WORK INSTRUCTION: With nothing added and nothing dropped, write out all of the entries below.

DATASET RECORDS START

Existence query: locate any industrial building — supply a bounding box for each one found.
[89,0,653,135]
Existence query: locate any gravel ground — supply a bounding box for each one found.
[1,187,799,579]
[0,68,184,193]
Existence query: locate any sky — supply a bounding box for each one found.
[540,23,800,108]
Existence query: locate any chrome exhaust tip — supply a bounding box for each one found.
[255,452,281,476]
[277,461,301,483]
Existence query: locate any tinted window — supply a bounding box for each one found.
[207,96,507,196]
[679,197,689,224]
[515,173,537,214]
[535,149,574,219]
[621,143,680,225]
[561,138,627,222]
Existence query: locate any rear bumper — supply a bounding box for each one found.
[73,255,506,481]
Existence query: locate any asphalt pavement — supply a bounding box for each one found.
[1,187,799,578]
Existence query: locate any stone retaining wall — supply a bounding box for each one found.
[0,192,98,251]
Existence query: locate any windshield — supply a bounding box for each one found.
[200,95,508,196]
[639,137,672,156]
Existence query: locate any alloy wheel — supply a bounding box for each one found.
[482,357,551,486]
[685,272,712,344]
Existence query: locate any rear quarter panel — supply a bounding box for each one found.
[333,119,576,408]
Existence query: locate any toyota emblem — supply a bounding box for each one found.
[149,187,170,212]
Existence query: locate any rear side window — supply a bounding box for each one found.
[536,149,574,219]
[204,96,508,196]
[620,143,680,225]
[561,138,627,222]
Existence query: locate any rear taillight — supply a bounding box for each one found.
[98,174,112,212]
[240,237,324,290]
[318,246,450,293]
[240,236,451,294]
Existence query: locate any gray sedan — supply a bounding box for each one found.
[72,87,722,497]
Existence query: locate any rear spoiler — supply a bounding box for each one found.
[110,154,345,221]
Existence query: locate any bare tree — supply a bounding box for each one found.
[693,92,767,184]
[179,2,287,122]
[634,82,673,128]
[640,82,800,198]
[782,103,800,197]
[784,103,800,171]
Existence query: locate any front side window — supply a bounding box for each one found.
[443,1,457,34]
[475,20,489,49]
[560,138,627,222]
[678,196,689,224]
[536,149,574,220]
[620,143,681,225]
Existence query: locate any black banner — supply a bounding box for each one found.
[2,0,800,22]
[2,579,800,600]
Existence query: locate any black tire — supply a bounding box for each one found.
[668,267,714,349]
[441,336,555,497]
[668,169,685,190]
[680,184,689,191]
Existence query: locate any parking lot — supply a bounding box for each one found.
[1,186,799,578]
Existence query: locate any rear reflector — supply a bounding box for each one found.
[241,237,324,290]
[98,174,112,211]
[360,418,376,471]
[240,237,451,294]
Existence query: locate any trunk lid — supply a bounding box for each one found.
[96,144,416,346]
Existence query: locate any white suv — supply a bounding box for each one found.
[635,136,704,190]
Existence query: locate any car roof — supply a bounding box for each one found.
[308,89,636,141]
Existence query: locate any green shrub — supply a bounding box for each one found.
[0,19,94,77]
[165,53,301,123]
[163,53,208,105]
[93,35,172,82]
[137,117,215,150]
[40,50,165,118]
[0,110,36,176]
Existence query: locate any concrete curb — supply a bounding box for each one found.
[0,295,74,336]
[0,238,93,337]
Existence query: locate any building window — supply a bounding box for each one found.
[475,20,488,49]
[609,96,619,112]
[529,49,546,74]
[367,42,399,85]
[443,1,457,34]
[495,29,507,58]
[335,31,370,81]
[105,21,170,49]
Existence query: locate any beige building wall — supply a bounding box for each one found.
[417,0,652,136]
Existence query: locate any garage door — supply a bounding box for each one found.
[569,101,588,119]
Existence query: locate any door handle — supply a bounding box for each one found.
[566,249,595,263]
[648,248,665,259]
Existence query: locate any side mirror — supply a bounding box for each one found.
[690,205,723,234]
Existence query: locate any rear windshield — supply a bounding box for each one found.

DATASET RECORDS END

SOLUTION:
Existence query: locate any industrial building — supply a bounding box for each one found.
[89,0,653,135]
Existence query: locate any gravel ground — supply a bounding box for each one found.
[1,187,799,579]
[0,68,184,193]
Existence query: locate any sky — supply a bounding box for each one found.
[540,23,800,108]
Existence query: locate any chrome exhaust tip — supply a bounding box for each one found.
[255,452,281,476]
[277,461,301,483]
Existence query: locate any tinted window — supply a bounding box for each one found.
[207,96,507,196]
[679,197,689,224]
[515,173,537,214]
[535,149,574,219]
[621,143,680,225]
[561,138,627,222]
Existence query: locate any rear bumper — supply a bounding box for each one found.
[73,255,506,481]
Existence query: locate any asphalt pavement — supply a bounding box for each one found.
[1,187,799,578]
Existence query: locate any stone retaining wall — supply a bounding box for each one found.
[0,192,98,251]
Existence query: locate any windshield — supply a bounding box for each one found.
[200,95,508,196]
[639,137,672,156]
Existence query: locate any alloy wheel — supply a bounding box for each one found.
[482,357,551,486]
[685,272,712,344]
Existence query: locate any rear quarter panel — supply a bounding box for each one found.
[333,119,576,408]
Existence query: locate any toyota emblem — supply a bounding box for each one found.
[149,187,170,212]
Existence query: locate any rear side window — supply a bounding box for each one found.
[536,149,574,219]
[204,96,508,196]
[620,143,680,225]
[561,138,627,222]
Existence query: locate any rear taillight — supply a bounding box for each one found.
[98,174,112,212]
[240,237,324,290]
[318,246,450,293]
[240,236,451,294]
Existence query: locate any gray sedan — supply a bounding box for each one found.
[72,87,722,497]
Existence query: locate any rear spoiler — supply a bounding box for each one found.
[110,154,345,221]
Existence query: locate any bare tree — supply a bounding box for each one found.
[693,92,767,184]
[179,2,287,122]
[634,82,673,128]
[640,82,800,198]
[782,103,800,197]
[784,103,800,171]
Existence query: locate any front side window — supply a bounding box for each one found.
[443,1,457,34]
[475,20,489,49]
[560,138,627,222]
[678,196,689,224]
[536,149,574,220]
[620,143,681,225]
Existence query: locate any black banner — supply a bounding box for each one found.
[2,0,800,22]
[2,579,800,600]
Existence query: locate any black tire — supply a bounding box for each one found.
[668,267,714,349]
[441,336,555,497]
[668,169,685,190]
[680,184,689,191]
Existence query: locate any parking lot — supply a bounding box for each one found.
[1,186,799,578]
Existence query: locate any rear reflector — supply a bounding box for each one found.
[241,237,324,290]
[98,174,112,211]
[360,418,376,471]
[240,237,451,294]
Existence query: locate any trunk lid — supply a bounding box for each one found.
[96,144,416,346]
Existence query: locate any white suv — supply a bounding box for each one found.
[635,136,704,190]
Existence query: locate any car roof — supply a bounding box for each one found.
[308,89,636,141]
Existence query: locate any green shrub — supply a bounding box for each one found.
[0,19,94,77]
[165,53,301,123]
[163,53,208,105]
[93,35,172,82]
[137,117,215,150]
[40,50,165,118]
[0,110,36,176]
Existence query: locate any concrete curb — supply a bounding box for each one found.
[0,295,74,336]
[0,238,93,337]
Existence query: locate any building window — supply a bounding box for each one found.
[475,20,488,49]
[609,96,619,112]
[529,49,546,74]
[367,42,399,85]
[443,1,457,34]
[495,29,507,58]
[335,31,370,81]
[105,21,170,49]
Existence query: locate any beige building wall — supply a bounding box for each one found.
[417,0,652,136]
Existence query: locate any garage door — supply a bounding box for each one found.
[569,101,588,119]
Existence query: locate any door handle — supply a bounding box for each one found.
[566,249,595,263]
[648,248,665,259]
Existence query: locate any side mirror — supply a bounding box for each one found.
[690,205,723,234]
Existence query: locate any rear windshield — supply a bounding box for each one found.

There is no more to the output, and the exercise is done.